TEXTE SOURCE ->
/---

Pour le moment, la communication de ce « cartel » se fait surtout à l’initiative du PNE (évidemment). Ce qui est d’autant plus cocasse que la communication externe ne cherche pour l’instant pas à rallier d’autres collectifs/partis dans cette grande « union » mais bien d’enrôler des individus dans l’un ou l’autre des groupes. Bref, de la construction d’un cartel à l’accaparement des forces vives par un seul parti, il y a un pas qui sera peut-être franchi ce 25 janvier.

Le PNE annonce un congrès de fondation ce 25 janvier à 14h. Ce congrès aura lieu à l’ancien local de Nation (qui annonce se réunir au même moment, ailleurs à Charleroi). La FGTB Charleroi-Sud-Hainaut et le Front antifasciste de Liège organisent un rassemblement à leur encontre.

La FGTB Charleroi-Sud-Hainaut et le Front antifasciste de Liège organisent un rassemblement à leur encontre.

Il ne s’agit plus maintenant qu’à travailler à ce que ce nouveau parti subisse de nombreux échecs jusqu’à sa future disparition.

NOTES

(1) : Parti Populaire, Listes Desthexes, La Droite, Nation, Agir, Les Belges d’Abord et le Vlaams Belang (pour les élections fédérales, le VB avait des listes du côté francophone).

\---

EXTRAIT DE DONNÉES ->
/---

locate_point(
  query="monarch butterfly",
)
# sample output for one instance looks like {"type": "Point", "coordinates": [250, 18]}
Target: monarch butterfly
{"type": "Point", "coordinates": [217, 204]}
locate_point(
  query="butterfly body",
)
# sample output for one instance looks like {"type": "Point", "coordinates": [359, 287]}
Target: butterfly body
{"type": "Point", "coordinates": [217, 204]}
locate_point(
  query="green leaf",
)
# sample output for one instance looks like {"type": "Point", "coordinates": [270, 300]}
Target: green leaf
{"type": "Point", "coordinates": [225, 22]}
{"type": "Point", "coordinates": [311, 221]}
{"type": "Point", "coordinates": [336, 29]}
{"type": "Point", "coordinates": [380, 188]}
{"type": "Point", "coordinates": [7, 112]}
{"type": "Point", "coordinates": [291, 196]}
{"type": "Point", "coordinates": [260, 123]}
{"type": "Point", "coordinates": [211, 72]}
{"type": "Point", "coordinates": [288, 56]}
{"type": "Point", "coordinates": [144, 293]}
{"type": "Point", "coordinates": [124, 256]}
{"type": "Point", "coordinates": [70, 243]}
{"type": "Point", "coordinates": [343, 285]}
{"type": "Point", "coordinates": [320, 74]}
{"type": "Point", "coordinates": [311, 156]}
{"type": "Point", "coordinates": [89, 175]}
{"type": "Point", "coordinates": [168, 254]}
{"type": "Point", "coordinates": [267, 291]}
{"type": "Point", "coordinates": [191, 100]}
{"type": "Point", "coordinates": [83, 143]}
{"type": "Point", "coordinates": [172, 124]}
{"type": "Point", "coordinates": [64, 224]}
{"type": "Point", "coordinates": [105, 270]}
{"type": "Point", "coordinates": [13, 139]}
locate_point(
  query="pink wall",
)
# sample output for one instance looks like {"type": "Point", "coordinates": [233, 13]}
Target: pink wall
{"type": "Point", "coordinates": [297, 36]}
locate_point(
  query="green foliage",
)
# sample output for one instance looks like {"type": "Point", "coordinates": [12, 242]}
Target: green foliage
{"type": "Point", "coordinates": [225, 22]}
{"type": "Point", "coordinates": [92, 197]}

\---

CONSIGNE ->
Recopiez le passage du texte source situé entre « (1) : Parti » et « du côté francophone). », bornes incluses. Ces enregistrements n'ont aucun lien avec le texte source.

ESPACE DE RÉPONSE ->
(1) : Parti Populaire, Listes Desthexes, La Droite, Nation, Agir, Les Belges d’Abord et le Vlaams Belang (pour les élections fédérales, le VB avait des listes du côté francophone).